Texte à lire
-=-=-

La Palestine est toujours définie par un présent indéfini dissocié de son passé, un mensonge écrasant contre lequel les Palestiniens se battent toujours. Depuis que l’ONU a reconnu le projet colonial d’Israël en tant qu’État et a projeté le paradigme humanitaire sur les Palestiniens expulsés de leurs maisons et de leurs terres, les dirigeants mondiaux et les diplomates ont trouvé pratique de rester dans ces paramètres.
Il est également devenu un devoir des organisations de défense des droits de l’homme de sensibiliser aux ramifications des questions politiques que la communauté internationale préfère ignorer. L’apartheid israélien est désormais un concept courant, même si les Palestiniens mettent en garde depuis des années contre la ségrégation et la discrimination violentes et racistes.
«Le sionisme, c’est l’apartheid», a déclaré l’OLP en 1985, des décennies avant que l’organisation de défense des droits de l’homme B’Tselem ne déclare Israël un État d’apartheid l’année dernière, suivi par Human Rights Watch et, plus récemment, par Amnesty International.

-=-=-

Données fournies
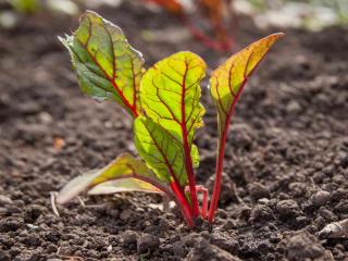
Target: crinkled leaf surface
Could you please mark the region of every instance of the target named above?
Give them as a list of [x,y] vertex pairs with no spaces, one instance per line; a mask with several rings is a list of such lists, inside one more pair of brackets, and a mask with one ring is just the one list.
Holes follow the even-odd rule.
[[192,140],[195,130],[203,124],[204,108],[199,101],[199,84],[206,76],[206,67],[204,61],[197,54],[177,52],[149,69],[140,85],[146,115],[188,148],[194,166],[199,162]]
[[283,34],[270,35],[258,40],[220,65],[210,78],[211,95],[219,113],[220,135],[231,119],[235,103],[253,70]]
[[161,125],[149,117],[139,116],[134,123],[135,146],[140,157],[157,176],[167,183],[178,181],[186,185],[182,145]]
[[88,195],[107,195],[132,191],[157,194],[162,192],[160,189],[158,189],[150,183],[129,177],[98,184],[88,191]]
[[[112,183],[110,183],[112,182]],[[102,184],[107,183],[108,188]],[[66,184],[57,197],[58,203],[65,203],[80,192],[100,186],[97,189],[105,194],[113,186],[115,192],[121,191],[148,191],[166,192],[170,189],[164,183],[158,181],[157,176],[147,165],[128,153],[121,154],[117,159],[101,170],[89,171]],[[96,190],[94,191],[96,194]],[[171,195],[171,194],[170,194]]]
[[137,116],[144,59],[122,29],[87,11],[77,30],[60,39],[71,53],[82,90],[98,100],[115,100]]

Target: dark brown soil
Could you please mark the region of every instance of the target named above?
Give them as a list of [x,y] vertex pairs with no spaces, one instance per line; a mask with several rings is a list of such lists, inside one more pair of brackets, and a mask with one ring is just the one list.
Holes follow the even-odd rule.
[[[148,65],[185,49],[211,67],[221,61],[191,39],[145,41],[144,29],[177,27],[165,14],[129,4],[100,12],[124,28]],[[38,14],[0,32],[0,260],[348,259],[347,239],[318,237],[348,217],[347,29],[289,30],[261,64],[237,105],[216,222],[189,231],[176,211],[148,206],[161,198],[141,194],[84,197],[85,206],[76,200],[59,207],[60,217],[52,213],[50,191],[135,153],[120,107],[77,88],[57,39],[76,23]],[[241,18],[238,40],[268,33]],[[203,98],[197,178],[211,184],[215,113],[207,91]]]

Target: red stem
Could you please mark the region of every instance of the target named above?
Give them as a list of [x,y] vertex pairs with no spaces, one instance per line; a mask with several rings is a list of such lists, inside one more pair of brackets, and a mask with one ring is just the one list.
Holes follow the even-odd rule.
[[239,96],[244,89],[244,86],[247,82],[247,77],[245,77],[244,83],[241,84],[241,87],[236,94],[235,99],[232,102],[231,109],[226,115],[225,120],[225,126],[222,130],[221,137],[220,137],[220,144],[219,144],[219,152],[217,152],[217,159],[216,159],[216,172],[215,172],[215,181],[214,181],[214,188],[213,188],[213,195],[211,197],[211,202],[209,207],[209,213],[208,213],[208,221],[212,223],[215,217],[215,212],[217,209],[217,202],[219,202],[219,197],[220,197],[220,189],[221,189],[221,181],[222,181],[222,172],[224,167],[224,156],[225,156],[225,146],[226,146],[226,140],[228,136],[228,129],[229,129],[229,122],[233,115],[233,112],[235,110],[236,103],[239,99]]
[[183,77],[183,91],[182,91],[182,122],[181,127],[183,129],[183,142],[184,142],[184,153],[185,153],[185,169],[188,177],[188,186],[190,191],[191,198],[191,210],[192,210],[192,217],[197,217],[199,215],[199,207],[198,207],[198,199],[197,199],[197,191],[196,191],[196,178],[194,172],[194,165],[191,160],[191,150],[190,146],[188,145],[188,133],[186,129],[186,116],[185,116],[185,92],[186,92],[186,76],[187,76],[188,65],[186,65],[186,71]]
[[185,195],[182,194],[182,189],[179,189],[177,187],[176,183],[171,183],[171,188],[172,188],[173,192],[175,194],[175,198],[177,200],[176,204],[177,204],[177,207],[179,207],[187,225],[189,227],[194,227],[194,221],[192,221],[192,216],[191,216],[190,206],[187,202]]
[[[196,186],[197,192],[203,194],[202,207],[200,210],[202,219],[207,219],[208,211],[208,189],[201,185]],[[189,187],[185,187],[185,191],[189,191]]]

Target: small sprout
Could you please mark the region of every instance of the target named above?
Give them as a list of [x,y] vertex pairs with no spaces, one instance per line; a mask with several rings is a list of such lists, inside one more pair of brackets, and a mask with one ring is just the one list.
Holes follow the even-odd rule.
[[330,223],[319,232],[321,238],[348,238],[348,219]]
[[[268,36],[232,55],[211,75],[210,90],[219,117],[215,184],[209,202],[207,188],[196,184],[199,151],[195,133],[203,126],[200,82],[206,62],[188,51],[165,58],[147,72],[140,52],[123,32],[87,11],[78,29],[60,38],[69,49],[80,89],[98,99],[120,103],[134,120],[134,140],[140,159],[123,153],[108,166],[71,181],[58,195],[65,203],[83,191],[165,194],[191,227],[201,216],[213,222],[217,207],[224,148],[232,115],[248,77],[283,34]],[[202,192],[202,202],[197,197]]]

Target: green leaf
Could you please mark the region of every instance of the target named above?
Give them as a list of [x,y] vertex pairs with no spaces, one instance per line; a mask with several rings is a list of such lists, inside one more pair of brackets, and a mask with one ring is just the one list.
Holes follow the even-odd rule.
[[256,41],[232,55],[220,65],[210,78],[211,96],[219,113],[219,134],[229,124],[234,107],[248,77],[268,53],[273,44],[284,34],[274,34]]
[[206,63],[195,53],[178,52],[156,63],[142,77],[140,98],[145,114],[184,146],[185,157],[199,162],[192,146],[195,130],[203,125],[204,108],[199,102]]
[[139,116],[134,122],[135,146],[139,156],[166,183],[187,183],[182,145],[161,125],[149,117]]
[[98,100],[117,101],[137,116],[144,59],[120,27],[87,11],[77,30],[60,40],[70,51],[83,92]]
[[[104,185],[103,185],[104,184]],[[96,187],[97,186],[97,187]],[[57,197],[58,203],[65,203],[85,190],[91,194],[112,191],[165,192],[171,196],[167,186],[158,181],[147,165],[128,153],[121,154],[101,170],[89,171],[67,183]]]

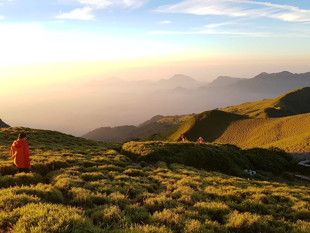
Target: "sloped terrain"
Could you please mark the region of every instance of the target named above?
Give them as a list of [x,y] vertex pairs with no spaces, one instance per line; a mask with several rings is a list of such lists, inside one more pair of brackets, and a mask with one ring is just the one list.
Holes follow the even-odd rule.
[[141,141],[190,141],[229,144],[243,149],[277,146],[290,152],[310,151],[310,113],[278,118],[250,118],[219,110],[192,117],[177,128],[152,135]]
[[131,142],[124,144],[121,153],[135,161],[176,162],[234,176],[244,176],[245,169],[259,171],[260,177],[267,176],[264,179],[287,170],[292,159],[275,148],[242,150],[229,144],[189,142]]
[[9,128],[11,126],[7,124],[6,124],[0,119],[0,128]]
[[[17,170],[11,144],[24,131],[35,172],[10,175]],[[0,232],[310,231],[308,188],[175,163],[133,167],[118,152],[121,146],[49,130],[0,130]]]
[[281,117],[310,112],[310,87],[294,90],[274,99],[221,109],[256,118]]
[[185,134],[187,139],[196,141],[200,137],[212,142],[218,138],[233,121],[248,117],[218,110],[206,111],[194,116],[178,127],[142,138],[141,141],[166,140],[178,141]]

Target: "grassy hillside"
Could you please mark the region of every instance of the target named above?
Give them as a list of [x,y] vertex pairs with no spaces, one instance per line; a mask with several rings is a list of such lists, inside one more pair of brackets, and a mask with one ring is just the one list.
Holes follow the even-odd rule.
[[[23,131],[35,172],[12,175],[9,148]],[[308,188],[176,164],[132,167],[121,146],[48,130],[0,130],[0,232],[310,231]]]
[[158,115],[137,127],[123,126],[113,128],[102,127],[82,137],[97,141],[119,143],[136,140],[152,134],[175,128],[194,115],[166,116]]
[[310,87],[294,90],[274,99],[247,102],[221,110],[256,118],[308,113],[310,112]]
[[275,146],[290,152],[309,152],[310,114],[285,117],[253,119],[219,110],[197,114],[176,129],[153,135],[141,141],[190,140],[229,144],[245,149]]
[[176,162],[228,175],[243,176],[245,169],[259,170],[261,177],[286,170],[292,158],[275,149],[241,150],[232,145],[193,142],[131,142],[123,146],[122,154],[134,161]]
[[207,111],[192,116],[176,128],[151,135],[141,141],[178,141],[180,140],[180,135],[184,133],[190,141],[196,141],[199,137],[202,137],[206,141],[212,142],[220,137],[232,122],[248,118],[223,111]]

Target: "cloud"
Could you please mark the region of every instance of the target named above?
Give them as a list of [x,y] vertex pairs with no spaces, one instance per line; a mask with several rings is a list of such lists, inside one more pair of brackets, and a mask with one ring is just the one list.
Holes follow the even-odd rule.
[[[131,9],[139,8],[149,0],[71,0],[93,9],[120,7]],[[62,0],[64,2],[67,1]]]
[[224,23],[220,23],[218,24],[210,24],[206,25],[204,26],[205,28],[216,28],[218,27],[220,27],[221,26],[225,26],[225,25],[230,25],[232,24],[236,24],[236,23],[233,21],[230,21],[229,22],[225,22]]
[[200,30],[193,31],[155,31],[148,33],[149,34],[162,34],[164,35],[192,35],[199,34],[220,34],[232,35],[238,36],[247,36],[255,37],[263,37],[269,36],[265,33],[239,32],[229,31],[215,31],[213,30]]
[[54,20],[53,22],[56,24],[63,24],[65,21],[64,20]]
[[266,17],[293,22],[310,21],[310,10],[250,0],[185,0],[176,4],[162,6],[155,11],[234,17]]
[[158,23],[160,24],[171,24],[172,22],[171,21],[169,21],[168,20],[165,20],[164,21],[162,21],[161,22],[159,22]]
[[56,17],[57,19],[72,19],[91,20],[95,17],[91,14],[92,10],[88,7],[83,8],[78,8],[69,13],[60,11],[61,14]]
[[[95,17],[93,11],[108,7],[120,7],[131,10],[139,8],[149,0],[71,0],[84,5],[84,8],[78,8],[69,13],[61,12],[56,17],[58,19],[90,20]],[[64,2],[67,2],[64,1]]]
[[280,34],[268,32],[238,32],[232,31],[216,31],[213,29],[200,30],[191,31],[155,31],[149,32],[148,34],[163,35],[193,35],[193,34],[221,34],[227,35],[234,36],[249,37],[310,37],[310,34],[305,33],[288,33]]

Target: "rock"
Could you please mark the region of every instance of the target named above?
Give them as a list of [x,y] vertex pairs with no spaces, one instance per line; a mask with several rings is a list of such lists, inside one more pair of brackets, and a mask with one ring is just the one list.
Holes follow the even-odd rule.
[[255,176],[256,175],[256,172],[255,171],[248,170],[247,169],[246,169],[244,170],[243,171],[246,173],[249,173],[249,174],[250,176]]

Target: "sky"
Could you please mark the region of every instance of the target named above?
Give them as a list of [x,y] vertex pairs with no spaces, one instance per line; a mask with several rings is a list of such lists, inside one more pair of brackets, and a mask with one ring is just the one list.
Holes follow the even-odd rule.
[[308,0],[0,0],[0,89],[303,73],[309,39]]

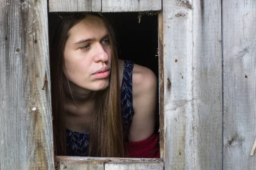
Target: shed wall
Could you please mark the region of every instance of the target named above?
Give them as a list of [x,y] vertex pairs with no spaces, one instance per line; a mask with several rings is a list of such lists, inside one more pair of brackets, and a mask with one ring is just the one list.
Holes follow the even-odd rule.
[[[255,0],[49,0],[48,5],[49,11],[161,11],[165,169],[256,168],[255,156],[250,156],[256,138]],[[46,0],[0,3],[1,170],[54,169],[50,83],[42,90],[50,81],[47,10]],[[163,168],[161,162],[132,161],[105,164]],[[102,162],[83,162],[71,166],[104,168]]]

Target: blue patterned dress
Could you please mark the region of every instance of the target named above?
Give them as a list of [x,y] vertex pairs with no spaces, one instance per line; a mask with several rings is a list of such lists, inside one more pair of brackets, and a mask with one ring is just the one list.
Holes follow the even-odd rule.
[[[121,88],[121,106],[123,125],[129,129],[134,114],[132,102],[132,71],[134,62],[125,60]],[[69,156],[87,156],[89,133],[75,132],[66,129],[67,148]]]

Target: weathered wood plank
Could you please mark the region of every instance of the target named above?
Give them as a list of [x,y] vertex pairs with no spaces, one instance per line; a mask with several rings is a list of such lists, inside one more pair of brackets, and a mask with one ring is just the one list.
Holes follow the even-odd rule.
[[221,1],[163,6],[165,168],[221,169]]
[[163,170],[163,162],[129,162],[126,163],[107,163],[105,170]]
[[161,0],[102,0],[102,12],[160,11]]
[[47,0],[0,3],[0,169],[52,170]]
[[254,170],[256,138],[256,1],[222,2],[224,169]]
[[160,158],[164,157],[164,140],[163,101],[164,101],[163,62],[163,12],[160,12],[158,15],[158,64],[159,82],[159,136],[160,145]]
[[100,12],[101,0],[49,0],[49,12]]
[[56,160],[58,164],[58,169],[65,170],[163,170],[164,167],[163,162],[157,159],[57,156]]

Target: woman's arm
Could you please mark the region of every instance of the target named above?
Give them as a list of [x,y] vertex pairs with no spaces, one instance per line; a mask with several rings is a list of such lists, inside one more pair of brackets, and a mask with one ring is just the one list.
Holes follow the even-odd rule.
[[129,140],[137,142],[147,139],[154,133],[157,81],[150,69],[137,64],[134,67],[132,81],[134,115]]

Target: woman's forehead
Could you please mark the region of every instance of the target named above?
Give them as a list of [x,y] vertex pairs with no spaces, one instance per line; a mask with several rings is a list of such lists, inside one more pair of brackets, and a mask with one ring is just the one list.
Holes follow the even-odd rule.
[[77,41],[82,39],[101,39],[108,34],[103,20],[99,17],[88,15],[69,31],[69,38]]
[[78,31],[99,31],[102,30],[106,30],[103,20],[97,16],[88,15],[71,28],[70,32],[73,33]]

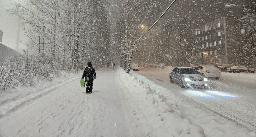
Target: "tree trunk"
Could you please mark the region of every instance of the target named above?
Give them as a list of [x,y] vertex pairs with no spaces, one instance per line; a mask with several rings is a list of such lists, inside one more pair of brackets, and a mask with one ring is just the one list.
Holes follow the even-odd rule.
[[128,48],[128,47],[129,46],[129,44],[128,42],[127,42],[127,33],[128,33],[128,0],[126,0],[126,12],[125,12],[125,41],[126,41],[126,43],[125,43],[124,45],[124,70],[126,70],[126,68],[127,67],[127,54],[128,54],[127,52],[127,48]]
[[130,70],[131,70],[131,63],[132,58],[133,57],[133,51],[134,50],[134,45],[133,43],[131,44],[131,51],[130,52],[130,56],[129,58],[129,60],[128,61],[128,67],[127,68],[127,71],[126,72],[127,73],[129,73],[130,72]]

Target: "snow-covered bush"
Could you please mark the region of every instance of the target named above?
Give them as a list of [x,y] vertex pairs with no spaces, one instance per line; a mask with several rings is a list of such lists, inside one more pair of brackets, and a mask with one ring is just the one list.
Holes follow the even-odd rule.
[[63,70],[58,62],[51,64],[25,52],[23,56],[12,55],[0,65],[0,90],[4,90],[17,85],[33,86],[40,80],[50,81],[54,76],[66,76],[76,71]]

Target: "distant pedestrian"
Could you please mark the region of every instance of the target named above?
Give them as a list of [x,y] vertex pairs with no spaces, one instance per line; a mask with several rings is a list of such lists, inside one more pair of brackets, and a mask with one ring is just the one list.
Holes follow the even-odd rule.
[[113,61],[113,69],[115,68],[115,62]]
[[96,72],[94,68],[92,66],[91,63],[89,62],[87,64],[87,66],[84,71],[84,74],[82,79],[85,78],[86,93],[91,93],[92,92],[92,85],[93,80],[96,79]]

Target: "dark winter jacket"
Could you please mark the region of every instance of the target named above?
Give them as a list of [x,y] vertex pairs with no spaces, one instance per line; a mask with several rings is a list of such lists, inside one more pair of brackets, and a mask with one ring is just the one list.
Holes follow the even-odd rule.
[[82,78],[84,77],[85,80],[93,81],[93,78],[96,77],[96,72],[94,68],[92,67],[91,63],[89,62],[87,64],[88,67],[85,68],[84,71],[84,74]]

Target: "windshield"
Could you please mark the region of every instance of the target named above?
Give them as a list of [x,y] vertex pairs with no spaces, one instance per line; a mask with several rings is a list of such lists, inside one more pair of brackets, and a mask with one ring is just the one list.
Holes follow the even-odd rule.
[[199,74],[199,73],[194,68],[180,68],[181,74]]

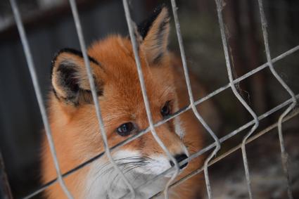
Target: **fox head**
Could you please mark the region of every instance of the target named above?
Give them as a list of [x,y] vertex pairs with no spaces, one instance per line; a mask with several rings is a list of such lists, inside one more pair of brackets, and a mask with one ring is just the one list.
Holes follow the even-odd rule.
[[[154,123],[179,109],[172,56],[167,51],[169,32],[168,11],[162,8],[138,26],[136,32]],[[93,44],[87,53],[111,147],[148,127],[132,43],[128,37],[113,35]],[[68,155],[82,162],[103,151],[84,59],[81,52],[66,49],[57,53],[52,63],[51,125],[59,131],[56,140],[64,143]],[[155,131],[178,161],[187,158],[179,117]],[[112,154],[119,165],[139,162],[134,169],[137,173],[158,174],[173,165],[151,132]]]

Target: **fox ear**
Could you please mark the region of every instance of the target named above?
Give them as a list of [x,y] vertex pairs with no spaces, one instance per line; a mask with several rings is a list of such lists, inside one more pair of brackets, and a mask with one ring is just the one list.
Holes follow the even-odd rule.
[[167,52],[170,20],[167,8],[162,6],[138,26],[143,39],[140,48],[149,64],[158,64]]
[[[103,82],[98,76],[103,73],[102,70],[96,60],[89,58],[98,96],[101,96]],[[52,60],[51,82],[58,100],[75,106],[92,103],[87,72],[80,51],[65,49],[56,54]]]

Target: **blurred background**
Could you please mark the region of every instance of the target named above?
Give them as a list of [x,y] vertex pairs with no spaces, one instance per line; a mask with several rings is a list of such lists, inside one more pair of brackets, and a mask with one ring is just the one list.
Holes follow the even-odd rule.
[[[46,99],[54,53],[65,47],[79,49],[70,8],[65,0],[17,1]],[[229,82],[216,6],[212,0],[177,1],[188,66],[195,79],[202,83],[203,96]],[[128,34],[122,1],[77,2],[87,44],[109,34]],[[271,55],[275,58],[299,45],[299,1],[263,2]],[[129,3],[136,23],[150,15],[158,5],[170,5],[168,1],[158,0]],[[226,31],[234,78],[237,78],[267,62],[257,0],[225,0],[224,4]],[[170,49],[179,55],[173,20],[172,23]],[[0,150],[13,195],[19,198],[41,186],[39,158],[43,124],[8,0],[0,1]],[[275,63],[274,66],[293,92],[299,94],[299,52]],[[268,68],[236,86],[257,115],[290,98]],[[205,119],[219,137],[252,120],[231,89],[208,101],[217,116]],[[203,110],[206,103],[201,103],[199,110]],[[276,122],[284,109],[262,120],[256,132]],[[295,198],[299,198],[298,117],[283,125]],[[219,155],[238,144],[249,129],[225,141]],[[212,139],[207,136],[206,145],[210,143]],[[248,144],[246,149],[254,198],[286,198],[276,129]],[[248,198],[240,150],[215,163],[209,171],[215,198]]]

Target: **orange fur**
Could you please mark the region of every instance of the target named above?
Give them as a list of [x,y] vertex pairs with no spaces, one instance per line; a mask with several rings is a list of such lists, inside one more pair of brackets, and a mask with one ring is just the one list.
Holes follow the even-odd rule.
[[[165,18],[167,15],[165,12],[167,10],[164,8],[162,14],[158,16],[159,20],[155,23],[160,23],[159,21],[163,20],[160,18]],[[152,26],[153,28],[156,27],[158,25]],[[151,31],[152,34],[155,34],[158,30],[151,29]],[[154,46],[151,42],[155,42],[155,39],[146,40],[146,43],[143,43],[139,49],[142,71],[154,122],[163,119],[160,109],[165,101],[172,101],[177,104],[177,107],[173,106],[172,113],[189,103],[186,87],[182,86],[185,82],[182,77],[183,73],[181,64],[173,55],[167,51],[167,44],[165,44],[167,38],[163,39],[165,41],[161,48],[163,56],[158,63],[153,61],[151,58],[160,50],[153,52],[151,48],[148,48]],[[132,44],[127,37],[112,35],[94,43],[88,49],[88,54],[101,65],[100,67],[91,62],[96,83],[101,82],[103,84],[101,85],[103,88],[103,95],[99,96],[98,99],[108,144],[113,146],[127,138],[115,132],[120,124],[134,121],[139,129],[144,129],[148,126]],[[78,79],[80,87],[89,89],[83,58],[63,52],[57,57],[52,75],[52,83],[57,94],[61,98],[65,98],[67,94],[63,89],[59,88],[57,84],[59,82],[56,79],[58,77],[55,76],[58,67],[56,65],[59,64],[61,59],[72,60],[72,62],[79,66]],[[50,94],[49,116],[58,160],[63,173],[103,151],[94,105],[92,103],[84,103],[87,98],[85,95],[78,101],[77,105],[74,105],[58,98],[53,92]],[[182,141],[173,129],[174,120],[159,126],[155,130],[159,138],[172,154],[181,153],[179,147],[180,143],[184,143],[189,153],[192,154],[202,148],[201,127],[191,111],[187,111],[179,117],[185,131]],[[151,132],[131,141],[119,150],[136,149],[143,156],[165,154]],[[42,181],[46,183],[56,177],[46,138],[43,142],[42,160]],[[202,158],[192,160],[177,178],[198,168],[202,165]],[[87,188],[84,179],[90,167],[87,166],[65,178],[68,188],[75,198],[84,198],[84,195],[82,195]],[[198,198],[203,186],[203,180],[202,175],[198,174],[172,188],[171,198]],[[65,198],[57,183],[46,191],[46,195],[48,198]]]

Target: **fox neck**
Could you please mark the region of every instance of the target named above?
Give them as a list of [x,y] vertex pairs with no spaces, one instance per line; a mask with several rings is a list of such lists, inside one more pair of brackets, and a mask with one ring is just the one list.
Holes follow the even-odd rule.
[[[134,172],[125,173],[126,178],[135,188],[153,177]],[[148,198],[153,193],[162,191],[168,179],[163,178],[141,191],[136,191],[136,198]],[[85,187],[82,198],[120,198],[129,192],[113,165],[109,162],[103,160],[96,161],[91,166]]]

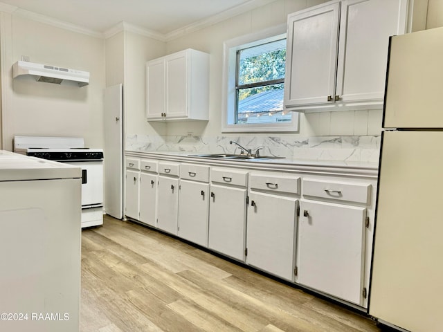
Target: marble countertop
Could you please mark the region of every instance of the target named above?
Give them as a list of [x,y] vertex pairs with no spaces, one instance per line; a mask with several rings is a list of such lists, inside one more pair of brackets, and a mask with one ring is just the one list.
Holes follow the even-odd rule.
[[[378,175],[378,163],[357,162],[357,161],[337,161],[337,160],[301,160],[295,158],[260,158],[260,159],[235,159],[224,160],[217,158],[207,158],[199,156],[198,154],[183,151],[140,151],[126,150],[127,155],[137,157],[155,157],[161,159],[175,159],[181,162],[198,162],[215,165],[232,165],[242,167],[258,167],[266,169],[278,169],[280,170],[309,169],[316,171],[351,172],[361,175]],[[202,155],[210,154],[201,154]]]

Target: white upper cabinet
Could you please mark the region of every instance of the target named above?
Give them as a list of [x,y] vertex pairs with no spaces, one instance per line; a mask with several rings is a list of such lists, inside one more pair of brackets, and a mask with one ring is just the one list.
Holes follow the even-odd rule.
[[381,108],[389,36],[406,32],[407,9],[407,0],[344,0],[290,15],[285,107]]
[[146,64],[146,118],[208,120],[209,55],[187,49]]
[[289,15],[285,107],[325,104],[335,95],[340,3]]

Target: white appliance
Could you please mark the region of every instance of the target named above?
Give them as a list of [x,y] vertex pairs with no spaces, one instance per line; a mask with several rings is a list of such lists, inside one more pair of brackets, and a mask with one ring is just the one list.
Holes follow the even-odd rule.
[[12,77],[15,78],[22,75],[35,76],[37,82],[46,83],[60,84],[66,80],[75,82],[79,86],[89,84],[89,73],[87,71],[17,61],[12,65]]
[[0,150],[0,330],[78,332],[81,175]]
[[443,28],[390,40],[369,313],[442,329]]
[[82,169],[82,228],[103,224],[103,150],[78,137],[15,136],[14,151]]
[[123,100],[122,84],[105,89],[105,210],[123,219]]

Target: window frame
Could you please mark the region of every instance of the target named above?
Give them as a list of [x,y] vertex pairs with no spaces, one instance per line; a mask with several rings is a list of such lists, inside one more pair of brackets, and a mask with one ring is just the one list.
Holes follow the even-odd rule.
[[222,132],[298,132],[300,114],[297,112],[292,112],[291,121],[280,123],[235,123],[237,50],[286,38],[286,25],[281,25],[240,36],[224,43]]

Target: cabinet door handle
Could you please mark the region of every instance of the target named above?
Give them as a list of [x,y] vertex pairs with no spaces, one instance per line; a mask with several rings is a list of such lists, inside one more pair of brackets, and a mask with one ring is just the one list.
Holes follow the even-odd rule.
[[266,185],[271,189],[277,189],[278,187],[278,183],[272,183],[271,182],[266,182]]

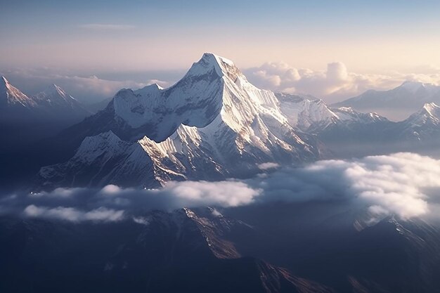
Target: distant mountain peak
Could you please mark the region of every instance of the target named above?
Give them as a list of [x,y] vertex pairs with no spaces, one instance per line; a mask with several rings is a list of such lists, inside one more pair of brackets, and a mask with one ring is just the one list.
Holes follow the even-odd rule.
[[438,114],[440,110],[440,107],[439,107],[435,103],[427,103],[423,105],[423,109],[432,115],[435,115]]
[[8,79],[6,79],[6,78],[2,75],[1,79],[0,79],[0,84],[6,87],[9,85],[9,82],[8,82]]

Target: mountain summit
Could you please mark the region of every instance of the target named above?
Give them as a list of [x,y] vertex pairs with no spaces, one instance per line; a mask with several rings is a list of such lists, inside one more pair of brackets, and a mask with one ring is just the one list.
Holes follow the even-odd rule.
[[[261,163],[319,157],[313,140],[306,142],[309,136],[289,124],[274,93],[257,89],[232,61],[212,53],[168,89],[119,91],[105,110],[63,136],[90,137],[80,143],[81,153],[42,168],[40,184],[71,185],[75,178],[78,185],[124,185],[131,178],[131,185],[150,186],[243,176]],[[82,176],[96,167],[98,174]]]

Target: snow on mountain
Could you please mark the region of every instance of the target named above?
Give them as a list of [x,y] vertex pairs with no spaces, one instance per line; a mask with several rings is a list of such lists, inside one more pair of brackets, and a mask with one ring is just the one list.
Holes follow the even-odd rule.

-=-=-

Travail demandé
1. Quelles organisations le texte sur la Palestine mentionne-t-il ? Citez-les toutes.
2. Poursuivez le texte sur la Palestine après sa dernière phrase.

Réponses par tâche
1.
- ONU
- OLP
- B’Tselem
- Human Rights Watch
- Amnesty International

2.
Si la détérioration des droits politiques palestiniens a été évidente pour quiconque avec ou sans une once d’humanité, pourquoi l’Autorité palestinienne doit-elle s’accrocher à de tels rapports au lieu de tirer la sonnette d’alarme elle-même ? Dans son discours à l’Union africaine, dans lequel il a exhorté le bloc à annuler l’ acceptation d’Israël en tant qu’État observateur, le Premier ministre de l’Autorité palestinienne, Mohammad Shtayyeh, s’est présenté comme le porteur de mauvaises nouvelles exceptionnelles qui devraient influencer la décision de l’Union Africaine, au lieu de fonder sa décision sur les décennies de violence coloniale infligées au peuple palestinien.
«J’ai le regret de vous informer que la situation du peuple palestinien n’a fait que s’aggraver. Il y a quelques jours, Amnesty International a publié un rapport confirmant qu’Israël est non seulement coupable de dénier aux Palestiniens nos droits fondamentaux, mais qu’il commet également la plus grave des crimes, le crime de l’apartheid«, a déclaré Shtayyeh dans son discours repris par l’agence de presse Wafa.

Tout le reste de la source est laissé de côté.